Problem
For every line in the data below that contains "wheel", copy the line.

___ Provided records

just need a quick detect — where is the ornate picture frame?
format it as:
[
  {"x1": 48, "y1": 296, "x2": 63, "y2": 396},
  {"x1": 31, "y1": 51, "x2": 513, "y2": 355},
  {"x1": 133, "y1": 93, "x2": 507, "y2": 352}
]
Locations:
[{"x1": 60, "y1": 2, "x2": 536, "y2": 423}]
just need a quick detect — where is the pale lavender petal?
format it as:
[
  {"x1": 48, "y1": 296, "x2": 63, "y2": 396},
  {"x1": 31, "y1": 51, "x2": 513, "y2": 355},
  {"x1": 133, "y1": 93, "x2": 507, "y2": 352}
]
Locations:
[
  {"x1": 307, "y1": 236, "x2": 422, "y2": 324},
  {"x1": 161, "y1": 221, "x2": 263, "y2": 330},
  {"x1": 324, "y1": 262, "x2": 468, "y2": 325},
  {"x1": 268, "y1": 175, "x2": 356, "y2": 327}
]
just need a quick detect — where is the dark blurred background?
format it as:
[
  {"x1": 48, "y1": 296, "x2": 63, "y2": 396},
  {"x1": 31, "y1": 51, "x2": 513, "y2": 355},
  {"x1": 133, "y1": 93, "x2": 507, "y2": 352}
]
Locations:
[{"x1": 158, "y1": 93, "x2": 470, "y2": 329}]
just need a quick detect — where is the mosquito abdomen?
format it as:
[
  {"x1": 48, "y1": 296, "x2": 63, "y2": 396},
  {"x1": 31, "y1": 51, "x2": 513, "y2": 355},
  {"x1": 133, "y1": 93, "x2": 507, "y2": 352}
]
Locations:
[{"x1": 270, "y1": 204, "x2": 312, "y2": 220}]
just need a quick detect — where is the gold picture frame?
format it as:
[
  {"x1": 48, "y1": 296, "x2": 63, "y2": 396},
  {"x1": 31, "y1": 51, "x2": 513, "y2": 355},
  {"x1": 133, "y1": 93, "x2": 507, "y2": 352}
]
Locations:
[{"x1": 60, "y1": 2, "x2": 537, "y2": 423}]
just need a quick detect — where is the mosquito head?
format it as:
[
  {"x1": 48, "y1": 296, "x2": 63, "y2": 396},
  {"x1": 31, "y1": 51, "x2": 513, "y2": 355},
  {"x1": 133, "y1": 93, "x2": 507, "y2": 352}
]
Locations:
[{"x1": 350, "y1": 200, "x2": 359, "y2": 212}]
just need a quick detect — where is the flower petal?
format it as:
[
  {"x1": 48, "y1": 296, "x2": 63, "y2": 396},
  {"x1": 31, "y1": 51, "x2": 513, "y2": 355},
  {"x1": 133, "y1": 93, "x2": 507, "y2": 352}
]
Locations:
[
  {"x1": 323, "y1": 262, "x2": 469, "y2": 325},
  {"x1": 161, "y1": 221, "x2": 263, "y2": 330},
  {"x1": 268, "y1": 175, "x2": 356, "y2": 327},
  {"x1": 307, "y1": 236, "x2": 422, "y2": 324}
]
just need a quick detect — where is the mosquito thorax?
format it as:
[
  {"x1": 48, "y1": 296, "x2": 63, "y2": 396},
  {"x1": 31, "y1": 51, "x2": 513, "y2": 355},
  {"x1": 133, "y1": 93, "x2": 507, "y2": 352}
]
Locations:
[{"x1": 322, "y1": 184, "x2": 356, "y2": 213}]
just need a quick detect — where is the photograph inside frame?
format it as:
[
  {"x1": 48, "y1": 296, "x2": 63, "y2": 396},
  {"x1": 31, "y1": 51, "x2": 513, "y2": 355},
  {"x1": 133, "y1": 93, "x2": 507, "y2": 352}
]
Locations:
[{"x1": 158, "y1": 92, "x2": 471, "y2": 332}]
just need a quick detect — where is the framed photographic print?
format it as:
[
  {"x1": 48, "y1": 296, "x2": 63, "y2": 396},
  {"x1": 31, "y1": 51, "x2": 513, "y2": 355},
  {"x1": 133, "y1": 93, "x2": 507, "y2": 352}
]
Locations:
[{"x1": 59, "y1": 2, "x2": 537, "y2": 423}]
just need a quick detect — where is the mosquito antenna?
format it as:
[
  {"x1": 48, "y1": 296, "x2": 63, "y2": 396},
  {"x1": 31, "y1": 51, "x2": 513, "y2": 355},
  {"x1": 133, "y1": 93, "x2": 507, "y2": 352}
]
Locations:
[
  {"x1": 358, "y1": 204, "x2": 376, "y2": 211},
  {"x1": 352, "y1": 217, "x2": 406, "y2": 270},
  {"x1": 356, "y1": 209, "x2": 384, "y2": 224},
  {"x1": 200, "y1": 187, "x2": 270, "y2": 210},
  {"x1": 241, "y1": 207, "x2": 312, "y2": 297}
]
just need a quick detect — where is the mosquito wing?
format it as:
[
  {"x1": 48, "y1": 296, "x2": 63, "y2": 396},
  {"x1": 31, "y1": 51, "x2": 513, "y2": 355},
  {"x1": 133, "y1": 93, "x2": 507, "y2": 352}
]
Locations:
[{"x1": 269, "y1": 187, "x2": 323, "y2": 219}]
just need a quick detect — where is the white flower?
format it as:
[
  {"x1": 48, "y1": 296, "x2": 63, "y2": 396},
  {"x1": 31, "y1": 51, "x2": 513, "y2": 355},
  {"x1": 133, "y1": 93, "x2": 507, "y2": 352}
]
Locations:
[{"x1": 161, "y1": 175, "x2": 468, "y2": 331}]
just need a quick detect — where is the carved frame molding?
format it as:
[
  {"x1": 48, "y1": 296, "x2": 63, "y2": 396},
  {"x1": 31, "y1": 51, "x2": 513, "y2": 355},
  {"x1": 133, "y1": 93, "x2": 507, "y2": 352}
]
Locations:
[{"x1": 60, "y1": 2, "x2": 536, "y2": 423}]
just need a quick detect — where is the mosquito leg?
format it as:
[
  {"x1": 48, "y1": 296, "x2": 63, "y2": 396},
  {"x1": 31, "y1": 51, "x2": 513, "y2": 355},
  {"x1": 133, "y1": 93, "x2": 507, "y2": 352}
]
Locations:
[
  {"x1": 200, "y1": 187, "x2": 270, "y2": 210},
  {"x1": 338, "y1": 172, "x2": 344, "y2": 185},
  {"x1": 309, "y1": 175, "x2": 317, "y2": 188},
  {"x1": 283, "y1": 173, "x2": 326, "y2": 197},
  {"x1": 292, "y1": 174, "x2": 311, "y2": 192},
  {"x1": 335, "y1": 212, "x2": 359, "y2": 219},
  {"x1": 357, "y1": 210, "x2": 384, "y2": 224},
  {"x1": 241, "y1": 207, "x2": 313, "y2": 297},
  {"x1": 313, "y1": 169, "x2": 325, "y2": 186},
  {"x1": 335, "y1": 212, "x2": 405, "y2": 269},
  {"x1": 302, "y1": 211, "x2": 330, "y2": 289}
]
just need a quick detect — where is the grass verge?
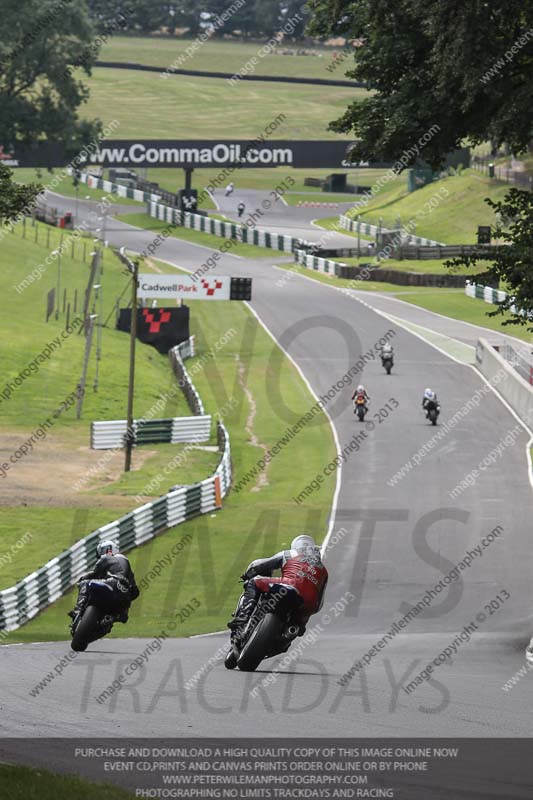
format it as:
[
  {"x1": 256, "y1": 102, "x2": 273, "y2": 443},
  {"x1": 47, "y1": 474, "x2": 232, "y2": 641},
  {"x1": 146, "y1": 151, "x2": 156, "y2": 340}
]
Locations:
[
  {"x1": 117, "y1": 212, "x2": 286, "y2": 257},
  {"x1": 0, "y1": 765, "x2": 134, "y2": 800}
]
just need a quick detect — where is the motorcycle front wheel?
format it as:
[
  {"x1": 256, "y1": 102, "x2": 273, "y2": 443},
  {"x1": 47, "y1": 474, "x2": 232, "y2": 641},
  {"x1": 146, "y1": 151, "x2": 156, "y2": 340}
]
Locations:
[
  {"x1": 71, "y1": 605, "x2": 100, "y2": 652},
  {"x1": 237, "y1": 613, "x2": 283, "y2": 672}
]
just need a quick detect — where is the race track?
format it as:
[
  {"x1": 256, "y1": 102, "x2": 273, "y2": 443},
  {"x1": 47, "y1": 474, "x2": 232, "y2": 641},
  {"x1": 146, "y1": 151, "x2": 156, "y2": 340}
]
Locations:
[{"x1": 2, "y1": 194, "x2": 533, "y2": 743}]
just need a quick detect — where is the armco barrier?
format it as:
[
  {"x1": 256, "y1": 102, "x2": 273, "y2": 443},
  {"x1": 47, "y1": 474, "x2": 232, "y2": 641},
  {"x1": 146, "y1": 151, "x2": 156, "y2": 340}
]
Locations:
[
  {"x1": 79, "y1": 171, "x2": 161, "y2": 204},
  {"x1": 0, "y1": 338, "x2": 232, "y2": 634},
  {"x1": 294, "y1": 249, "x2": 490, "y2": 287},
  {"x1": 169, "y1": 344, "x2": 205, "y2": 415},
  {"x1": 148, "y1": 200, "x2": 308, "y2": 254},
  {"x1": 91, "y1": 416, "x2": 212, "y2": 449},
  {"x1": 339, "y1": 214, "x2": 444, "y2": 247},
  {"x1": 465, "y1": 281, "x2": 521, "y2": 312},
  {"x1": 475, "y1": 338, "x2": 533, "y2": 425}
]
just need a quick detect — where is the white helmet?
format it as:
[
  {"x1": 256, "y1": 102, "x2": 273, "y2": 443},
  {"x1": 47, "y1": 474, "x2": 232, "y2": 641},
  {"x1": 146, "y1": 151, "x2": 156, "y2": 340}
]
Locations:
[
  {"x1": 357, "y1": 384, "x2": 365, "y2": 393},
  {"x1": 291, "y1": 534, "x2": 316, "y2": 553},
  {"x1": 424, "y1": 388, "x2": 435, "y2": 400},
  {"x1": 97, "y1": 540, "x2": 118, "y2": 558}
]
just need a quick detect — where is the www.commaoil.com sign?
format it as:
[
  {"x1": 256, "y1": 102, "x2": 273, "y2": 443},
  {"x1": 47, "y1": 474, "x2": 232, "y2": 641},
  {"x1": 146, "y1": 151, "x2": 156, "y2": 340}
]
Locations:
[{"x1": 12, "y1": 140, "x2": 393, "y2": 169}]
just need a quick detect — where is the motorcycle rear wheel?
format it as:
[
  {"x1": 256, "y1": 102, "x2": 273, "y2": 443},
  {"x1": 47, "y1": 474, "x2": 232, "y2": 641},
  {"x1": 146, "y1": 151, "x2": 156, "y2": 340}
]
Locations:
[
  {"x1": 224, "y1": 645, "x2": 239, "y2": 670},
  {"x1": 71, "y1": 605, "x2": 100, "y2": 652},
  {"x1": 237, "y1": 613, "x2": 283, "y2": 672}
]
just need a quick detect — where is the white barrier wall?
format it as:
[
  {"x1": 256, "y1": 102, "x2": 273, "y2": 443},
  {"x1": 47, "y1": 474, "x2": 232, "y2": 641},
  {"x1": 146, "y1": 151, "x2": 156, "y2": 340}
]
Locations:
[{"x1": 475, "y1": 338, "x2": 533, "y2": 425}]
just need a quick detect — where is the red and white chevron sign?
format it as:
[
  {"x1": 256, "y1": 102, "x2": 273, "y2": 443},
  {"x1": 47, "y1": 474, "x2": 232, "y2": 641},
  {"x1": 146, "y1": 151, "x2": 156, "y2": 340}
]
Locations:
[{"x1": 138, "y1": 274, "x2": 230, "y2": 300}]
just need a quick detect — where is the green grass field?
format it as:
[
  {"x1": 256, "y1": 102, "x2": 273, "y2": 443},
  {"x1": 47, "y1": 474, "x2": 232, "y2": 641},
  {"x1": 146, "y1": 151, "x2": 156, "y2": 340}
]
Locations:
[
  {"x1": 101, "y1": 36, "x2": 353, "y2": 81},
  {"x1": 141, "y1": 167, "x2": 384, "y2": 199},
  {"x1": 0, "y1": 223, "x2": 190, "y2": 431},
  {"x1": 0, "y1": 765, "x2": 134, "y2": 800},
  {"x1": 80, "y1": 68, "x2": 362, "y2": 140},
  {"x1": 116, "y1": 212, "x2": 287, "y2": 257},
  {"x1": 347, "y1": 169, "x2": 512, "y2": 244}
]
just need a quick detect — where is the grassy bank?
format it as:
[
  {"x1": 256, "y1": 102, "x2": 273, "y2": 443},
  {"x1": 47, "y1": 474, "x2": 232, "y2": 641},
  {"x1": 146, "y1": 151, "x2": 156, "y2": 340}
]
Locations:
[
  {"x1": 347, "y1": 170, "x2": 511, "y2": 244},
  {"x1": 81, "y1": 68, "x2": 362, "y2": 140}
]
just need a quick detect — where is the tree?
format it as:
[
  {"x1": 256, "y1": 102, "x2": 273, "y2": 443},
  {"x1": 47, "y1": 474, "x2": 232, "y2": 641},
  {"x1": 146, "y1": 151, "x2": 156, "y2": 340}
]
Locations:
[
  {"x1": 307, "y1": 0, "x2": 533, "y2": 168},
  {"x1": 0, "y1": 0, "x2": 101, "y2": 157},
  {"x1": 447, "y1": 189, "x2": 533, "y2": 329},
  {"x1": 0, "y1": 164, "x2": 41, "y2": 224}
]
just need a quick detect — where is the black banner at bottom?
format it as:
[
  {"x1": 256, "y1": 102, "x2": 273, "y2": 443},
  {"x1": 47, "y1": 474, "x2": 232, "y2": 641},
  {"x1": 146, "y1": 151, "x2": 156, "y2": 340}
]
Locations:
[{"x1": 0, "y1": 738, "x2": 532, "y2": 799}]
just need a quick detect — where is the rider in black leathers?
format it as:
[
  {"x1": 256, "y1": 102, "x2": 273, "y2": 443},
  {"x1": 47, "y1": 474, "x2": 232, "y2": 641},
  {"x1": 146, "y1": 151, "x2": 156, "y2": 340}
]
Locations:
[
  {"x1": 422, "y1": 387, "x2": 440, "y2": 418},
  {"x1": 68, "y1": 541, "x2": 140, "y2": 625}
]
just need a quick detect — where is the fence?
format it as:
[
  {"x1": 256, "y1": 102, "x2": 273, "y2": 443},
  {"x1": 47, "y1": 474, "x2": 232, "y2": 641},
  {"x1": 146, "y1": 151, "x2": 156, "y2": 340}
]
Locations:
[
  {"x1": 91, "y1": 416, "x2": 212, "y2": 449},
  {"x1": 472, "y1": 158, "x2": 533, "y2": 191},
  {"x1": 476, "y1": 338, "x2": 533, "y2": 424},
  {"x1": 79, "y1": 171, "x2": 161, "y2": 204},
  {"x1": 498, "y1": 343, "x2": 533, "y2": 386},
  {"x1": 294, "y1": 249, "x2": 482, "y2": 288},
  {"x1": 169, "y1": 343, "x2": 205, "y2": 415},
  {"x1": 0, "y1": 336, "x2": 232, "y2": 634},
  {"x1": 398, "y1": 244, "x2": 499, "y2": 260},
  {"x1": 148, "y1": 200, "x2": 305, "y2": 254},
  {"x1": 338, "y1": 214, "x2": 444, "y2": 247},
  {"x1": 465, "y1": 281, "x2": 522, "y2": 313}
]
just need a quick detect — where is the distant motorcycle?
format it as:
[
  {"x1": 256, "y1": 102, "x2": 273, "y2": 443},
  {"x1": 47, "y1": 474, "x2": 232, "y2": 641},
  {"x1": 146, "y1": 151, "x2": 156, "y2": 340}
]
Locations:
[
  {"x1": 425, "y1": 400, "x2": 440, "y2": 426},
  {"x1": 354, "y1": 395, "x2": 368, "y2": 422},
  {"x1": 70, "y1": 581, "x2": 118, "y2": 652},
  {"x1": 225, "y1": 581, "x2": 303, "y2": 672}
]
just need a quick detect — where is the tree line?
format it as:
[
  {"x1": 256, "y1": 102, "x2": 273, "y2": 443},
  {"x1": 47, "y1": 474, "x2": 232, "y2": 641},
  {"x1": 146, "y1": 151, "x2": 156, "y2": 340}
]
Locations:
[{"x1": 85, "y1": 0, "x2": 310, "y2": 39}]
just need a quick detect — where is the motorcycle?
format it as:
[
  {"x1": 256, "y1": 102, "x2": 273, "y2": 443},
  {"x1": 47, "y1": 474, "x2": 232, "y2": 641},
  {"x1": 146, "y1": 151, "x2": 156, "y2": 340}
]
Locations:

______

Answer below
just need a quick detect — where is the motorcycle front wheel?
just need a quick detect — where is the motorcycle rear wheel?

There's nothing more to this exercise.